### Problem to solve
Leave out any picture and return the remaining listing below exactly as given.

### Records shown
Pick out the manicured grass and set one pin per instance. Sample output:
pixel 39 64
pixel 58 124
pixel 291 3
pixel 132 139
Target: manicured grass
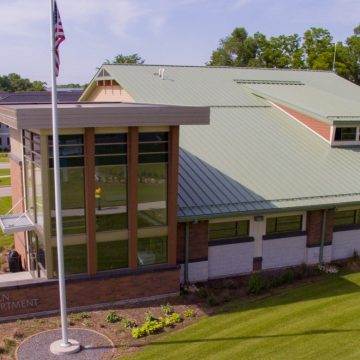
pixel 5 181
pixel 4 172
pixel 5 240
pixel 312 321
pixel 4 157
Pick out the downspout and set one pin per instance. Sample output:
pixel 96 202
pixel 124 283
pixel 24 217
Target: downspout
pixel 323 235
pixel 186 257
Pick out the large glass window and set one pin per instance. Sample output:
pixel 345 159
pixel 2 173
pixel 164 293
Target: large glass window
pixel 152 250
pixel 228 230
pixel 72 199
pixel 283 224
pixel 152 183
pixel 345 134
pixel 32 169
pixel 347 217
pixel 152 195
pixel 111 200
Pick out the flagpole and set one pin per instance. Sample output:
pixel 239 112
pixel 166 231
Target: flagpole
pixel 64 345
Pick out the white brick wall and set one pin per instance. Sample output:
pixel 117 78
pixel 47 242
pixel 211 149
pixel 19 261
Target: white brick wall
pixel 231 259
pixel 313 253
pixel 344 244
pixel 284 252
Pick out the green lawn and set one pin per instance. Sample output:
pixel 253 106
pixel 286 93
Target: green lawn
pixel 5 181
pixel 5 240
pixel 311 321
pixel 4 172
pixel 4 158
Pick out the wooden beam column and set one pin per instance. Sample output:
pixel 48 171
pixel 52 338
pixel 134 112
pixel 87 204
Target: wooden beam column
pixel 133 150
pixel 173 172
pixel 90 204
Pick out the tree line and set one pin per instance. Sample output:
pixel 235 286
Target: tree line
pixel 314 50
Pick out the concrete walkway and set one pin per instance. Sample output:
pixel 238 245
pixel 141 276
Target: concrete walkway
pixel 5 191
pixel 4 166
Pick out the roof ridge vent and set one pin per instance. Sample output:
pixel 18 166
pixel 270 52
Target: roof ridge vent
pixel 269 82
pixel 161 73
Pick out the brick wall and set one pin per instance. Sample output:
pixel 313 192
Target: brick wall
pixel 44 296
pixel 313 226
pixel 17 194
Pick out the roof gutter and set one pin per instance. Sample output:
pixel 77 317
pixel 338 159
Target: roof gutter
pixel 265 211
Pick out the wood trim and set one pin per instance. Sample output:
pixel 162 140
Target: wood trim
pixel 133 146
pixel 90 205
pixel 173 173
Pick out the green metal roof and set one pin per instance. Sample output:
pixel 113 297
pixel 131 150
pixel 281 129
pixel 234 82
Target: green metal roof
pixel 252 157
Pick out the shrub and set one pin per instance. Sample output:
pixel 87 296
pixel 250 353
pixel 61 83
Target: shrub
pixel 211 300
pixel 151 327
pixel 80 316
pixel 130 324
pixel 112 317
pixel 138 333
pixel 203 292
pixel 288 276
pixel 167 309
pixel 355 256
pixel 8 345
pixel 256 284
pixel 230 284
pixel 189 313
pixel 149 316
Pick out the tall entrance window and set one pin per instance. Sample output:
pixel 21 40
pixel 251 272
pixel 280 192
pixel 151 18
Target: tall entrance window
pixel 152 197
pixel 111 201
pixel 71 153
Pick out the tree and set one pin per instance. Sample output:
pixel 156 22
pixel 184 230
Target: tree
pixel 126 59
pixel 238 49
pixel 14 82
pixel 71 86
pixel 315 50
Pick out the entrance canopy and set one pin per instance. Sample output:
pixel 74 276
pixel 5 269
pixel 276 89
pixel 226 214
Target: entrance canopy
pixel 13 223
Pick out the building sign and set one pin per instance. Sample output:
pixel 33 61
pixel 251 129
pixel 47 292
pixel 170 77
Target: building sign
pixel 9 304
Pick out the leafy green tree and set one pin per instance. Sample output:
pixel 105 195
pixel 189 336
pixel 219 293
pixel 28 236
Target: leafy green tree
pixel 126 59
pixel 14 82
pixel 318 49
pixel 70 86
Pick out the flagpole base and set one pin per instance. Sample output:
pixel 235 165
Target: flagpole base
pixel 58 348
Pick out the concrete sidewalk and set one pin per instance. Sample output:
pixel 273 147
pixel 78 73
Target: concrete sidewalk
pixel 5 191
pixel 4 166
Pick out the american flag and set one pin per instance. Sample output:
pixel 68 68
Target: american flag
pixel 59 36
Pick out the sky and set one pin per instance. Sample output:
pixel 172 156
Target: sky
pixel 179 32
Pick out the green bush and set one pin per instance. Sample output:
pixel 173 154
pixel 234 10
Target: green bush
pixel 288 276
pixel 355 256
pixel 189 313
pixel 138 333
pixel 148 328
pixel 167 309
pixel 256 284
pixel 129 324
pixel 112 317
pixel 149 316
pixel 212 300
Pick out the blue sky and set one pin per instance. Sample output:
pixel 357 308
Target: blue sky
pixel 180 32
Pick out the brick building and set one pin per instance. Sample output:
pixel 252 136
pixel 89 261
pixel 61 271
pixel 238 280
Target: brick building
pixel 272 182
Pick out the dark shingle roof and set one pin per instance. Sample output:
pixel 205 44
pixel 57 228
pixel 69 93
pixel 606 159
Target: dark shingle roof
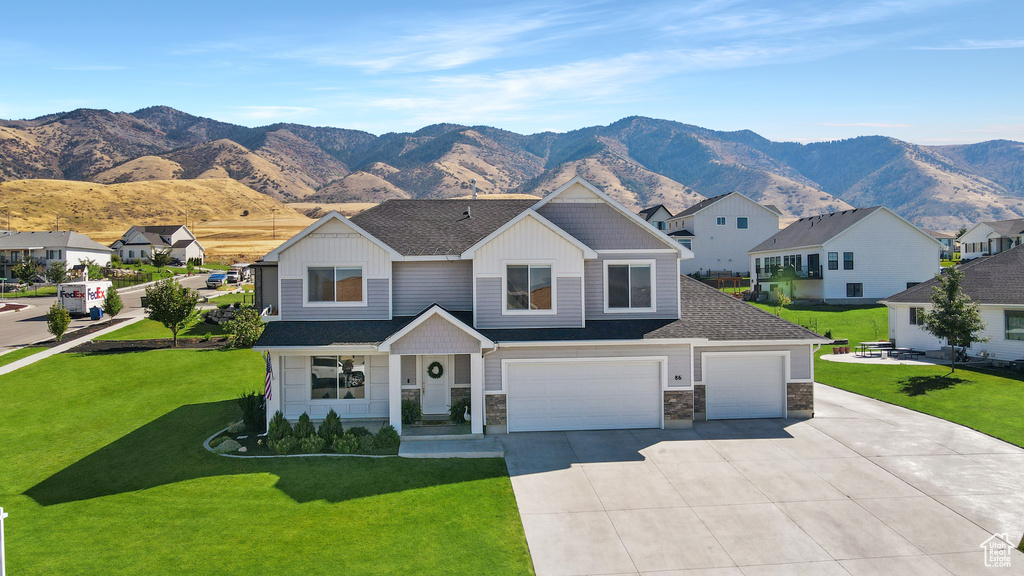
pixel 814 231
pixel 992 280
pixel 420 228
pixel 707 314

### Response below
Pick out the manicured grass and set one pin per instance. Sample output:
pixel 39 64
pixel 58 124
pixel 291 3
pixel 132 139
Target: manicured grass
pixel 5 181
pixel 4 172
pixel 5 240
pixel 312 321
pixel 4 157
Pick out the downspout and set one pin per instance. Sample output:
pixel 96 202
pixel 124 283
pixel 24 217
Target: downspout
pixel 323 235
pixel 186 257
Pick out the large glass window and set one pin per instance. Sample output:
pixel 345 159
pixel 2 173
pixel 164 293
Target: large glass window
pixel 152 250
pixel 228 230
pixel 72 199
pixel 283 224
pixel 152 183
pixel 345 134
pixel 32 169
pixel 347 217
pixel 152 195
pixel 111 200
Pick out the flagpole and set one pin per instance. Sample output:
pixel 239 112
pixel 166 231
Target: flagpole
pixel 64 345
Pick out the white brick wall and set one pin per instance. Sample output:
pixel 117 78
pixel 47 242
pixel 211 149
pixel 19 261
Target: white brick wall
pixel 231 259
pixel 313 253
pixel 344 244
pixel 284 252
Pick out the green lawn and set one pin per instance. Sample output:
pixel 253 106
pixel 286 93
Target: green lawn
pixel 5 181
pixel 5 240
pixel 311 321
pixel 4 172
pixel 4 158
Pick out the wooden beam column and set one pin per instance. Sample output:
pixel 48 171
pixel 52 338
pixel 134 112
pixel 87 204
Target: wooden beam column
pixel 133 150
pixel 173 172
pixel 90 204
Pick out the tree line and set one pin per instance. Sample output:
pixel 235 286
Target: tree line
pixel 314 50
Pick out the concrete walkway and set one pin per instance. Sample output:
pixel 238 245
pixel 141 276
Target: concrete walkway
pixel 5 191
pixel 4 166
Pick out the roof ridge vent and set one pin per instance. Sample output:
pixel 18 166
pixel 270 52
Target: roof ridge vent
pixel 269 82
pixel 161 73
Pick out the brick wall and set one pin per instance. Sample output:
pixel 313 192
Target: brick wall
pixel 44 296
pixel 313 226
pixel 17 194
Pick out the roof gutter and set one pin per instance. Sample output:
pixel 77 317
pixel 338 159
Target: roof gutter
pixel 265 211
Pick out the wood trim and set one pin per instance. Sample output:
pixel 162 140
Target: wood trim
pixel 133 146
pixel 90 205
pixel 173 173
Pick out the green metal roof and set one pin per instance. Sample output:
pixel 113 297
pixel 131 150
pixel 281 129
pixel 234 82
Target: green metal roof
pixel 252 157
Pick out the shrub and set one pin per instance. Sample output:
pixel 87 296
pixel 250 353
pixel 61 83
Target: shrub
pixel 211 300
pixel 151 327
pixel 80 316
pixel 130 324
pixel 112 317
pixel 138 333
pixel 203 292
pixel 288 276
pixel 167 309
pixel 355 256
pixel 8 345
pixel 256 284
pixel 230 284
pixel 189 313
pixel 149 316
Pick out the tall entrance window and set one pin per instance. Sample output:
pixel 21 40
pixel 251 272
pixel 280 192
pixel 151 18
Target: tall entrance window
pixel 152 197
pixel 111 201
pixel 71 153
Pick out the tree and set one pin per instance. Sample output:
pixel 156 22
pixel 184 230
Target: tree
pixel 126 59
pixel 238 49
pixel 14 82
pixel 71 86
pixel 315 50
Pick out the entrance canopy and set one pin per instance. Sample output:
pixel 74 276
pixel 5 269
pixel 276 89
pixel 226 214
Target: entrance canopy
pixel 13 223
Pick out the building sign and set one pin per instance. Sample output:
pixel 33 61
pixel 251 129
pixel 47 292
pixel 170 77
Target: building sign
pixel 9 304
Pick out the leafy green tree and set one pin per instance. Sample output:
pixel 105 195
pixel 189 336
pixel 219 293
pixel 28 236
Target: leafy green tree
pixel 126 59
pixel 14 82
pixel 318 49
pixel 70 86
Pick out the flagpole base and set one pin per instance. Sample output:
pixel 235 165
Target: flagpole base
pixel 58 348
Pick out the concrete sidewalk and set one pin per instance. Sample output:
pixel 273 147
pixel 78 73
Target: concrete sidewalk
pixel 5 191
pixel 4 166
Pick out the american flag and set one pin per instance. Sample output:
pixel 68 68
Target: american flag
pixel 59 36
Pick out the sky and set one pin per instance. Sample output:
pixel 172 156
Target: sky
pixel 179 32
Pick out the green bush and set one pin per instance. Sample output:
pixel 173 154
pixel 234 10
Target: green bush
pixel 288 276
pixel 355 256
pixel 189 313
pixel 138 333
pixel 148 328
pixel 167 309
pixel 256 284
pixel 129 324
pixel 112 317
pixel 149 316
pixel 212 300
Pick out the blue sky and set one pin per instance. Sample output:
pixel 357 308
Target: blue sky
pixel 180 32
Pick out the brick building and set one pin per instance. Sample output:
pixel 252 136
pixel 89 261
pixel 61 271
pixel 238 280
Target: brick building
pixel 272 182
Pick out the dark shingle roof and set one pin per instance. Sample output:
pixel 205 44
pixel 57 228
pixel 69 93
pixel 606 159
Target: dark shingle roof
pixel 814 231
pixel 992 280
pixel 420 228
pixel 707 314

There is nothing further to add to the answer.